### [原文]

------------------------------------

シリーズ『くすりになったコーヒー』


 第66話でコーヒー浣腸の(うその)原理とリスクについて解説しました。今回はごく最近の映像つき論文を紹介して、重ねて注意を喚起したいと思います。論文の表題は「コーヒー浣腸が原因の直腸結腸炎」です。癌が心配だからとか、いくら便秘で悩んでいるからと言って、コーヒー浣腸に手を出すのは止めたほうがいいですよ(詳しくは → こちら )。



【症例提示】


 血便と肛門部の激痛を訴えて60歳の女性がソウル市内の韓国大学医学部病院を受診しました。彼女は受診の4日前、慢性便秘に悩んだ挙句、自宅でコーヒー浣腸を試したのです。コーヒー以外の添加物は使わずに、テーブルスプーン2杯分の焙煎豆顆粒を1リットルの湯で抽出し、冷ましてから直腸に注入し、10分間安静にして排出しました。施行後数時間を経て、下腹部に痛みを感じはじめ、翌日になって血便と肛門痛、および次第に激しくなる下腹部の痛みに苦しんで、ついに受診に至ったというわけです。上の写真は受信時(上)と治療3ヶ月後(下)に撮った大腸内視鏡画像です。

------------------------------------

### [作業指示]
原文の症例で、60歳の女性が自宅でコーヒー浣腸を試したのは受診の何日前ですか。

[収集項目]
------------------------------------

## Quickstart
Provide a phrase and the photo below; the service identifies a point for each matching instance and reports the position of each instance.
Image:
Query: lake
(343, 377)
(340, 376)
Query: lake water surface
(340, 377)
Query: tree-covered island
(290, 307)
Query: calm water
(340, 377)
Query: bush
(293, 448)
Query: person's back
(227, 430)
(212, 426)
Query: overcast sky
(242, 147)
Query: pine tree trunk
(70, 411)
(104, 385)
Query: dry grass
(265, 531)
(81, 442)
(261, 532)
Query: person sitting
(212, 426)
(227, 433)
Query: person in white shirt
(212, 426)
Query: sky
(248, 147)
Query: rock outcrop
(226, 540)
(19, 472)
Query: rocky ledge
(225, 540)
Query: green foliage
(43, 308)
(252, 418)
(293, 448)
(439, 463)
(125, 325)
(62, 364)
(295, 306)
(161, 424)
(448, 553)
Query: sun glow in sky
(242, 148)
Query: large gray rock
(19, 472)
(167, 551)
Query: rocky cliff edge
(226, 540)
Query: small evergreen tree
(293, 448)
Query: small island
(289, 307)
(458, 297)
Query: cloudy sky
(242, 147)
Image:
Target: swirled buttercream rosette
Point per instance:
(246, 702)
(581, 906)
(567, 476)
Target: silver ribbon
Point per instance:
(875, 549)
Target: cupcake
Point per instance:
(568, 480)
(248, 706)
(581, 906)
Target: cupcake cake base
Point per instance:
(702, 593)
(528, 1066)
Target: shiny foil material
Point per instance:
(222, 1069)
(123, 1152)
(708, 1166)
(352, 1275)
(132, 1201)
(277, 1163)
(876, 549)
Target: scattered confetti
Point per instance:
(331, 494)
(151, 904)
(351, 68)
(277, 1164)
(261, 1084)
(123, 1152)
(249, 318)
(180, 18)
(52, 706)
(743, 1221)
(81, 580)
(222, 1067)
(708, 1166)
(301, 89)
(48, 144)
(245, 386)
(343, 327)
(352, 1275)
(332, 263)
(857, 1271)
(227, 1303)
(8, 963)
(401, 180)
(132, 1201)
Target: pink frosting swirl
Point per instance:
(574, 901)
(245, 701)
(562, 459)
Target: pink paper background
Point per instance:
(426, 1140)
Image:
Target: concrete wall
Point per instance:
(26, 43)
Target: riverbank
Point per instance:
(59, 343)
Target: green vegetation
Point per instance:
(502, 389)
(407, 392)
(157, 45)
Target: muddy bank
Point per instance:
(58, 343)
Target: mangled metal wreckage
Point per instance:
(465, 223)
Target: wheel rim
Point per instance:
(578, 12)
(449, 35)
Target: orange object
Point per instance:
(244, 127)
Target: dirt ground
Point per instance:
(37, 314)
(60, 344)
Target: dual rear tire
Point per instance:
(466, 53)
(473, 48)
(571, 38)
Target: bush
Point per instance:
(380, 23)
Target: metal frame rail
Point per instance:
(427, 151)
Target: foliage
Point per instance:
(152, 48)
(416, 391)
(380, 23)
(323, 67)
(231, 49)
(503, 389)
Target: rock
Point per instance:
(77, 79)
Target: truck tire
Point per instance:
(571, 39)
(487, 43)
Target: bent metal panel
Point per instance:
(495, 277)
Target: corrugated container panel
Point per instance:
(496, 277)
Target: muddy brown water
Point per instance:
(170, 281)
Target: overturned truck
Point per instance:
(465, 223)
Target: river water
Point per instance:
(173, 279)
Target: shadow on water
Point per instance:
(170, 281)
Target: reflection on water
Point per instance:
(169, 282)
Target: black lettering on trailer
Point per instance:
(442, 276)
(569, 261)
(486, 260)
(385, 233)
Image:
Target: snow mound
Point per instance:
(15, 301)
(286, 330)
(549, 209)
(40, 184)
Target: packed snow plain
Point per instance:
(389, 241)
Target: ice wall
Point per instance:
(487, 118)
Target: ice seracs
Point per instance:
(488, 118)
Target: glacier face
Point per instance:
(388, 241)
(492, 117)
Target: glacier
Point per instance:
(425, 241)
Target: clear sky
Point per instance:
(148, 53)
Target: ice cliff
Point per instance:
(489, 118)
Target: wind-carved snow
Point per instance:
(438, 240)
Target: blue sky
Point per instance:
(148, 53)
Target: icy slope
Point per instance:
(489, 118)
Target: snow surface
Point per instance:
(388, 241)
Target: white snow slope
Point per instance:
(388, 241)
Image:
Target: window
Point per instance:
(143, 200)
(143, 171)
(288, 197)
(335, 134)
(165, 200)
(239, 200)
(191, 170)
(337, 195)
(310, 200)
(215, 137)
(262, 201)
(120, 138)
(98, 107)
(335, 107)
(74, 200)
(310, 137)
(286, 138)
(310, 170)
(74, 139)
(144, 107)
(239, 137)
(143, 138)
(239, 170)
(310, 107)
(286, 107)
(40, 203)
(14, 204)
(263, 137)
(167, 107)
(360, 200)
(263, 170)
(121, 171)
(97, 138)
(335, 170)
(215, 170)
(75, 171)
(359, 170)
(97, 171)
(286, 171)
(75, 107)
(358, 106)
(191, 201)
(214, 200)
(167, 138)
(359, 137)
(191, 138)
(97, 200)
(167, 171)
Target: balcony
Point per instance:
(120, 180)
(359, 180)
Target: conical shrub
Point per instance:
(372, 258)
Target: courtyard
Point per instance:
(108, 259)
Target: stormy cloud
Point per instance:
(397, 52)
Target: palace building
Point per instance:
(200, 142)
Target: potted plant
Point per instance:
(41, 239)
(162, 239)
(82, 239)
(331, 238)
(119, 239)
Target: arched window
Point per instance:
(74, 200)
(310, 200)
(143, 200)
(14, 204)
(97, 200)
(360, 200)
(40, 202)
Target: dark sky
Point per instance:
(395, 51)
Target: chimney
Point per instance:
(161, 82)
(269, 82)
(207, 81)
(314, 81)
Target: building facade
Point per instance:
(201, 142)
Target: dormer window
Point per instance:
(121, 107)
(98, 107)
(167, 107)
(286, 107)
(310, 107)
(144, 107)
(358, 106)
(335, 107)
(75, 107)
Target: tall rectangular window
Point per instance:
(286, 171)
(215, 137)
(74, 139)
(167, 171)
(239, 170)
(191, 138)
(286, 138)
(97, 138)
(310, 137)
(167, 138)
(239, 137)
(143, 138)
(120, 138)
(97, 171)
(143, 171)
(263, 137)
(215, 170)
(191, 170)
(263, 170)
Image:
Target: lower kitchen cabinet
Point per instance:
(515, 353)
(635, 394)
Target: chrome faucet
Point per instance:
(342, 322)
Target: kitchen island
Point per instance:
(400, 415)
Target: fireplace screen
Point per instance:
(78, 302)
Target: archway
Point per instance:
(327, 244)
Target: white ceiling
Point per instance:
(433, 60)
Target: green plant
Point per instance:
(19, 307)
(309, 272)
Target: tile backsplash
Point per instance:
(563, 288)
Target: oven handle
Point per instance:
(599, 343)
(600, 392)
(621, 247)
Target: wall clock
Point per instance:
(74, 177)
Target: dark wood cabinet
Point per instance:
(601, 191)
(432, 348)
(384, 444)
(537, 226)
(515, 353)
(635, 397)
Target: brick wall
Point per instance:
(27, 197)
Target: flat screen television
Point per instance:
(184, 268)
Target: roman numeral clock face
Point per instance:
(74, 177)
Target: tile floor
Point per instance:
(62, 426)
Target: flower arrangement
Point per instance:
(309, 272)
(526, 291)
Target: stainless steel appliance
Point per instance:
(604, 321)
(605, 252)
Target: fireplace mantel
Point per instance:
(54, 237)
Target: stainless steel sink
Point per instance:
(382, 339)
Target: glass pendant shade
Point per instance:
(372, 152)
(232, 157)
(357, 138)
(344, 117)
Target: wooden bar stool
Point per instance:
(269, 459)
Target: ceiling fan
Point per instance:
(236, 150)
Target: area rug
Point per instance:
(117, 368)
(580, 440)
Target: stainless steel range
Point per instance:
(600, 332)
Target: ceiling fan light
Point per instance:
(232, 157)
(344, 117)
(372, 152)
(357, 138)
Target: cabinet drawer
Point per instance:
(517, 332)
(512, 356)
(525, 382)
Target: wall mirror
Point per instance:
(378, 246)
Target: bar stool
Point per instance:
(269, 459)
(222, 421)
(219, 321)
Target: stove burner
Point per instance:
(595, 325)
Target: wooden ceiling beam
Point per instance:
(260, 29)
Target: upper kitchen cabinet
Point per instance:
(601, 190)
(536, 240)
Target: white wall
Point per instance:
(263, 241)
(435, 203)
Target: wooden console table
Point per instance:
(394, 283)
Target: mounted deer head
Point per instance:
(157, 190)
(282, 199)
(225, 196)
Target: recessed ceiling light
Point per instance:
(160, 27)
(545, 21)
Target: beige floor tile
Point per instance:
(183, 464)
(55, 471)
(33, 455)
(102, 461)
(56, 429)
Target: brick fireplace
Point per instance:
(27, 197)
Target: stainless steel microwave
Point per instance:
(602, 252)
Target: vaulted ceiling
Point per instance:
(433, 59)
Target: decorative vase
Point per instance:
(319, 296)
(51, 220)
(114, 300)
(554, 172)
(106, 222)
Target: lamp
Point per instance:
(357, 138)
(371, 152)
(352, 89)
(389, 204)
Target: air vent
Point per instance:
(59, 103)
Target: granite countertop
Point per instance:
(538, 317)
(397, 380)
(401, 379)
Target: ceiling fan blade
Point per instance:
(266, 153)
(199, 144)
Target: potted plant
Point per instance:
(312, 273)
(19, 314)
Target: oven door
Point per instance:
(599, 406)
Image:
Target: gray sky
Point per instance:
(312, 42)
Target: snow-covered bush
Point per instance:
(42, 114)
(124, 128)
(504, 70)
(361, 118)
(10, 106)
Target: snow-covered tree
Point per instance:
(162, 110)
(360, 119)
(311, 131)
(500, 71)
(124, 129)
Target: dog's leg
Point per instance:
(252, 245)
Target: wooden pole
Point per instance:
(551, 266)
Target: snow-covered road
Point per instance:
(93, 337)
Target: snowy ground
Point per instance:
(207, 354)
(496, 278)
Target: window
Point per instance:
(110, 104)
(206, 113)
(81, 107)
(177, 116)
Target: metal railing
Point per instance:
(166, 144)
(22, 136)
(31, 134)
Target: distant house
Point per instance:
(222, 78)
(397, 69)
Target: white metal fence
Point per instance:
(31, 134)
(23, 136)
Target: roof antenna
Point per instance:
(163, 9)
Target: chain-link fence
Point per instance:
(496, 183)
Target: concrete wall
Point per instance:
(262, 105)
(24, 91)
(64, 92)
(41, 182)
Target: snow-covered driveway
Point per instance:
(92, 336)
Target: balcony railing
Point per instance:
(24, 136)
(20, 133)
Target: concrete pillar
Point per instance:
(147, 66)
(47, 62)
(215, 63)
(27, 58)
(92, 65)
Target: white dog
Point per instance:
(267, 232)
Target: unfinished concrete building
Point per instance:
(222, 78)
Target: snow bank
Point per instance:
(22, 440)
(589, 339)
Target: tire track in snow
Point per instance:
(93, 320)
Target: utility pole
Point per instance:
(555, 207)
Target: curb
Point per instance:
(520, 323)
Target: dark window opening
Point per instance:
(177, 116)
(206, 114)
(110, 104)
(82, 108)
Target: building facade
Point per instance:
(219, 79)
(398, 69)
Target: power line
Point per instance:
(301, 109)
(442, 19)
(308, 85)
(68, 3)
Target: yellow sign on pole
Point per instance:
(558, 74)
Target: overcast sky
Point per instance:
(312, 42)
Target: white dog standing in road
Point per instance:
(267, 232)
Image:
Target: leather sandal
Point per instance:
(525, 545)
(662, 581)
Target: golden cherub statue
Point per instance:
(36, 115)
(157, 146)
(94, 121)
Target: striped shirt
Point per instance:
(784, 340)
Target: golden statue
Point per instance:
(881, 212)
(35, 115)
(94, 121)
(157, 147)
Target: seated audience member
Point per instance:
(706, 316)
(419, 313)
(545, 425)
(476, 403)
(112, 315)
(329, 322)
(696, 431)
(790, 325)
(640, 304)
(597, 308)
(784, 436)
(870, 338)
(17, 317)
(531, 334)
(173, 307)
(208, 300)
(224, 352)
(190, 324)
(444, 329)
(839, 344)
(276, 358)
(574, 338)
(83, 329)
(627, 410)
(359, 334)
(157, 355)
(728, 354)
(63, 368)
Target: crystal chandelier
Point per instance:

------------------------------------

### [作業結果]
受診の4日前です。